• [DATA TO PROCESS]:
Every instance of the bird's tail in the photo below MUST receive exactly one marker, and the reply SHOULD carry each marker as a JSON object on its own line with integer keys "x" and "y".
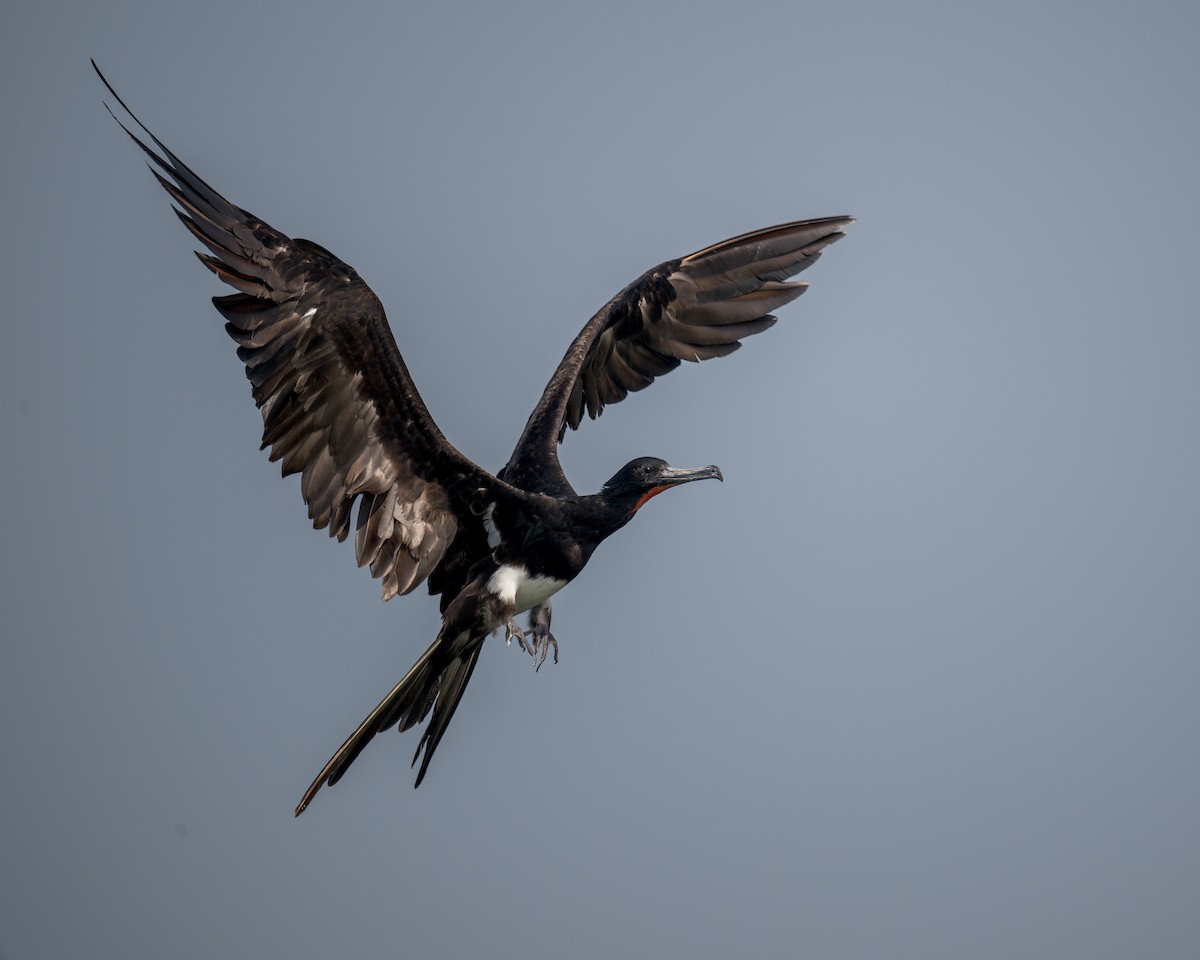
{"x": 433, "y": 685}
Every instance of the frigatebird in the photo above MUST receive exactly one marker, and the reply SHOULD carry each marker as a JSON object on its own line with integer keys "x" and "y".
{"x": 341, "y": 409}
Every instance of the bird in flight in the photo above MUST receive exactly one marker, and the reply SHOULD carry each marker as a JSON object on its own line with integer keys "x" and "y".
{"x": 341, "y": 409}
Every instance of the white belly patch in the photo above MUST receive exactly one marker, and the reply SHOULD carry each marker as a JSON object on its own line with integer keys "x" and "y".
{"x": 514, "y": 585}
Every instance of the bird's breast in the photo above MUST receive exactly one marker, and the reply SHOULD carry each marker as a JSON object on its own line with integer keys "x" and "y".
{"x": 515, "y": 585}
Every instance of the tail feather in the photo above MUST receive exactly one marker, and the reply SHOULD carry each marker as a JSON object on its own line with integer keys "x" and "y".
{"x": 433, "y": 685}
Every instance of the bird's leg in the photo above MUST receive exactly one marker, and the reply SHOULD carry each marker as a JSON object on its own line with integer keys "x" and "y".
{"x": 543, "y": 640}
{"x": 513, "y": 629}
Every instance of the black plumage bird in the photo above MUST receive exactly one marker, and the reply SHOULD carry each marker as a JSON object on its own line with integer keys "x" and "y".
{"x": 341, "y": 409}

...

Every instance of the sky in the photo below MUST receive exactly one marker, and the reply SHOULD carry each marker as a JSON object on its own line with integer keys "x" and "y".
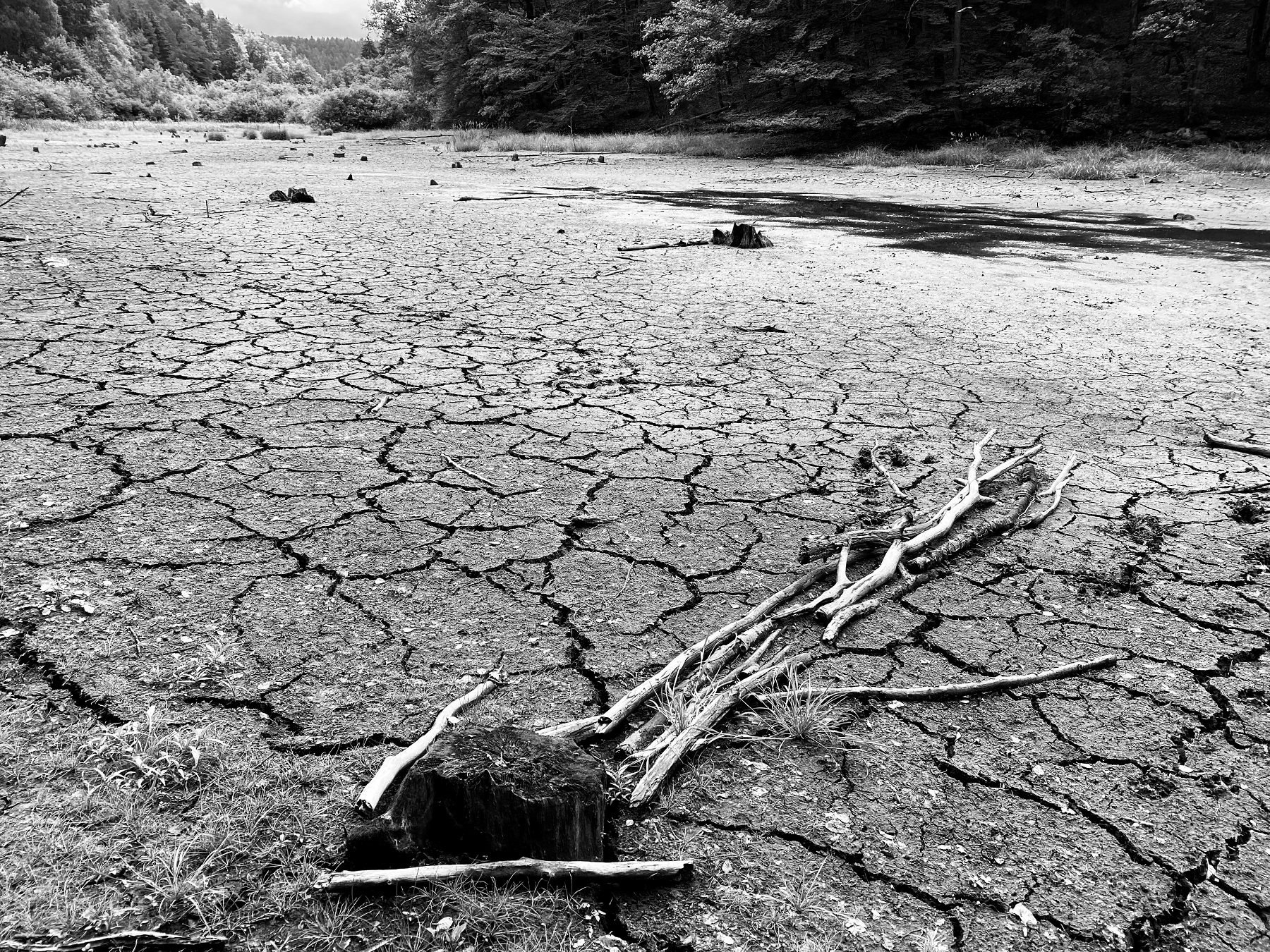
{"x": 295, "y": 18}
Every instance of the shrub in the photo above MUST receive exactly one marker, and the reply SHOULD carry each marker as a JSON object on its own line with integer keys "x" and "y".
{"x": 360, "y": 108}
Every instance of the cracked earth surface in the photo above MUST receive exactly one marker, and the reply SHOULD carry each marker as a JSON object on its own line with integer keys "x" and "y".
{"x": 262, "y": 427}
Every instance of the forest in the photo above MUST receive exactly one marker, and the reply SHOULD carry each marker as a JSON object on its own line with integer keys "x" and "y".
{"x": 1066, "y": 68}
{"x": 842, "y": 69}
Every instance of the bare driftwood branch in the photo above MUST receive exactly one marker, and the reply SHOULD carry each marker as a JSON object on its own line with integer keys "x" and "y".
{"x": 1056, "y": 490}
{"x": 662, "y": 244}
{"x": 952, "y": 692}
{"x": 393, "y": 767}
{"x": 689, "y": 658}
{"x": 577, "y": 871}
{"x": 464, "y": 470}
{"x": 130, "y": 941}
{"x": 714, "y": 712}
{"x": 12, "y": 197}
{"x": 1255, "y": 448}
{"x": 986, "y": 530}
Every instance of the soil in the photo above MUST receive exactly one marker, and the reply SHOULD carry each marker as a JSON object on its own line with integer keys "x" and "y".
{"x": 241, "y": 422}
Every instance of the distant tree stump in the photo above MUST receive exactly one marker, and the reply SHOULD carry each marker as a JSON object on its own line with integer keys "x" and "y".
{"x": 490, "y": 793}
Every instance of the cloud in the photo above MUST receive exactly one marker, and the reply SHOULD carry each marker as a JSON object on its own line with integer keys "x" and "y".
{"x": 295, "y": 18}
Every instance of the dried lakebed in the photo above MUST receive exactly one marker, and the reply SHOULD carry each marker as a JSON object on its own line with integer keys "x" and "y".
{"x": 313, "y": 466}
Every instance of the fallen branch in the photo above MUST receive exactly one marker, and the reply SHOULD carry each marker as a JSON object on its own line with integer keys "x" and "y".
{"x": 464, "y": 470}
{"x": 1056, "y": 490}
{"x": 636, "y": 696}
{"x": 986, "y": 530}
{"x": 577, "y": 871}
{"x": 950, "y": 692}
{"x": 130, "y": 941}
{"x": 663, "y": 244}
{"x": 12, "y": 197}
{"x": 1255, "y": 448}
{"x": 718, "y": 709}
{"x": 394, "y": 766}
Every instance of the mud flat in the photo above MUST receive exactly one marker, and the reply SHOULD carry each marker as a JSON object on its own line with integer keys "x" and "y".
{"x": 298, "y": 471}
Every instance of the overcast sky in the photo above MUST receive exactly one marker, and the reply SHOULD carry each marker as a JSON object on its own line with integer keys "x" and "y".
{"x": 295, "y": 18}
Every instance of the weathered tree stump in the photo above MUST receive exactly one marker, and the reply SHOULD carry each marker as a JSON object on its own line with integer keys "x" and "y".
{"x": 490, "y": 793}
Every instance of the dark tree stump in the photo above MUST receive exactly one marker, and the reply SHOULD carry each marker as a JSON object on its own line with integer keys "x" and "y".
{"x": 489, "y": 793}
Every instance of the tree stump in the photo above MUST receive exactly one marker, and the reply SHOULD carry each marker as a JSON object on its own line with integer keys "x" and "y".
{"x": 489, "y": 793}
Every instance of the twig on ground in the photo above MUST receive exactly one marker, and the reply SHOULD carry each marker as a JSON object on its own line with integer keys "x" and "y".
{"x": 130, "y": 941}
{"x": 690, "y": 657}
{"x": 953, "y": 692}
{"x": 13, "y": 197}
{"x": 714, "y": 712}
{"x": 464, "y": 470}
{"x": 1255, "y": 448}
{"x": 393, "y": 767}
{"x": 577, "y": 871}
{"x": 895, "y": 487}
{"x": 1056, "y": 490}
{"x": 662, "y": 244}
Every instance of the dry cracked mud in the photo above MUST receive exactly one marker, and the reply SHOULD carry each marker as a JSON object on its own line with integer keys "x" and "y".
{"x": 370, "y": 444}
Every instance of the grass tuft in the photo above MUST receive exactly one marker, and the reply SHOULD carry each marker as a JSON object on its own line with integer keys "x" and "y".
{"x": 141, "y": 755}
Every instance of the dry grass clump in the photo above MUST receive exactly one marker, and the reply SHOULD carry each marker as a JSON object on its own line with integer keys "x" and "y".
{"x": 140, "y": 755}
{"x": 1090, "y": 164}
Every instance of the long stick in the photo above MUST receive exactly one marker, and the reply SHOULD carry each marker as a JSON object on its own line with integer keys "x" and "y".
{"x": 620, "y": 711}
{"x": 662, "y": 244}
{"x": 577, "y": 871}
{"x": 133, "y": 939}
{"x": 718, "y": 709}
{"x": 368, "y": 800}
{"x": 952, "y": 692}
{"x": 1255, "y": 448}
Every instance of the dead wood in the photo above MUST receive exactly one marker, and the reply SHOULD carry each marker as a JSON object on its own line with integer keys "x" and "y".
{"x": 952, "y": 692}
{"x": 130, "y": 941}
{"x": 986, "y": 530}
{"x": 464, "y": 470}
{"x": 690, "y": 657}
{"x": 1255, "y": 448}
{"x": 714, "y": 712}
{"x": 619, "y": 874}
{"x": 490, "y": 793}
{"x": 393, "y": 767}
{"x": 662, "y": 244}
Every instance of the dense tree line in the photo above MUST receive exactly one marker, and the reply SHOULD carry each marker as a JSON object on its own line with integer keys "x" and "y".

• [PROBLEM TO WORK ON]:
Going back to the entries above, set down exactly the lines that begin at the one with "Every instance of the long" and end at the one with "Every instance of the dense", both included, and nothing else.

• [ANSWER FOR THIS EXERCISE]:
Every instance of the long stick in the photo above MUST receive exactly one marker, and the reply SHOULD carry each marker as a JSON object on its own line with integer keys "x" and "y".
{"x": 620, "y": 711}
{"x": 662, "y": 244}
{"x": 577, "y": 871}
{"x": 133, "y": 939}
{"x": 718, "y": 709}
{"x": 368, "y": 800}
{"x": 952, "y": 692}
{"x": 1255, "y": 448}
Every instance of the dead wood in the photo above MUST receive exactly one marker, and the reply SHOULD carry each marker as a JSON object on its own line with integer keys "x" and "y".
{"x": 952, "y": 692}
{"x": 130, "y": 941}
{"x": 986, "y": 530}
{"x": 464, "y": 470}
{"x": 690, "y": 657}
{"x": 1255, "y": 448}
{"x": 714, "y": 712}
{"x": 619, "y": 874}
{"x": 490, "y": 793}
{"x": 393, "y": 767}
{"x": 662, "y": 244}
Every instance of the dense tree line in the photo above MUST receive exactly one marker, and the reply SHOULD carry each marker as a JSON object on its own line with integer keys "x" and "y".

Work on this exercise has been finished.